Short exercise: Print a portion of the Hamilton Hall text verbatim, starting with "Hamilton Hall is a National" and going on through "the Ladies Committee.".

Extract:
++++

Hamilton Hall is a National Historic Landmark at 9 Chestnut Street in Salem, Massachusetts. Designed by noted Salem builder Samuel McIntire and built in 1805–1807, it is an excellent instance of a public Federal style building. It was built as a social space for the leading families of Salem, and was named for Founding Father and Federalist Party leader Alexander Hamilton. It continues to function as a social hall today: it is used for events, private functions, weddings and is also home to a series of lectures that originated in 1944 by the Ladies Committee.

Hamilton Hall is a three-story brick structure at the corner of Chestnut and Cambridge Streets, with its gable end front facing Cambridge Street. The brick is laid in a Flemish bond pattern. The entrance facade is five bays wide, with a center entry consisting of double doors sheltered by a Greek Revival porch added c. 1845. This rectangular portico has a flat roof, supported at each corner by two Doric columns. The first floor of the long side (facing Chestnut Street) consists of six bays, of which five are windows and one is a door. The upper level (equal in height to the upper two levels on the front facade) consists of five large Palladian windows set in a slightly recessed arch. Above each of these is a panel with decorations carved by McIntire. The outer four have a swag design, while the central one features an eagle and shield.

++++

Dataset extract:

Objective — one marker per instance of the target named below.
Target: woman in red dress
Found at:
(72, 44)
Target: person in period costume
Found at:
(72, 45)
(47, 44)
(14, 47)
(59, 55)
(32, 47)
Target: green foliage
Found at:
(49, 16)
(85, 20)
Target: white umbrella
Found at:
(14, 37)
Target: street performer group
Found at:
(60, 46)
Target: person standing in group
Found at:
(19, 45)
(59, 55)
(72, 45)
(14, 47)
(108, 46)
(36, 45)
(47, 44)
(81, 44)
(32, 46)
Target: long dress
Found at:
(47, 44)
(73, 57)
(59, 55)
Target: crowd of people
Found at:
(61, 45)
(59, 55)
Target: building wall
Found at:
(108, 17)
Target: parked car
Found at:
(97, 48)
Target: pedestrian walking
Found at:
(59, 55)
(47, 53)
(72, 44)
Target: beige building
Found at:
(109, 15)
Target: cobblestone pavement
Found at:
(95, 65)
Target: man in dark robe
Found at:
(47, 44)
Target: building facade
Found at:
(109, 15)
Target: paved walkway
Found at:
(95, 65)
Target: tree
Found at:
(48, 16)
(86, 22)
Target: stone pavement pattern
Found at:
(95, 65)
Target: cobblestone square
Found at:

++++

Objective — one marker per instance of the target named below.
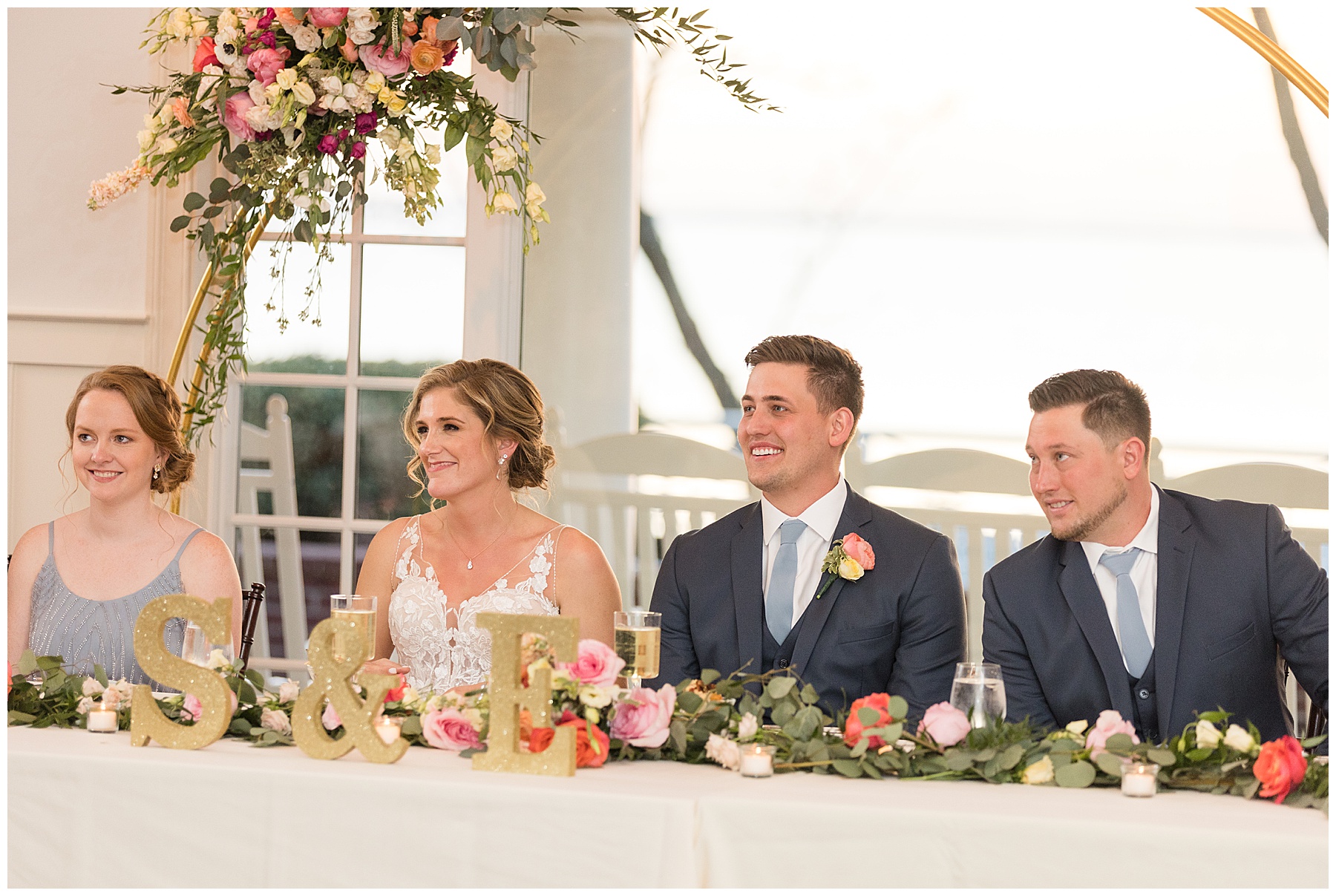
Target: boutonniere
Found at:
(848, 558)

++++

Final result:
Hamilton Hall is a National Historic Landmark at 9 Chestnut Street in Salem, Massachusetts. Designed by noted Salem builder Samuel McIntire and built in 1805–1807, it is an excellent instance of a public Federal style building. It was built as a social space for the leading families of Salem, and was named for Founding Father and Federalist Party leader Alexander Hamilton. It continues to function as a social hall today: it is used for events, private functions, weddings and is also home to a series of lectures that originated in 1944 by the Ladies Committee.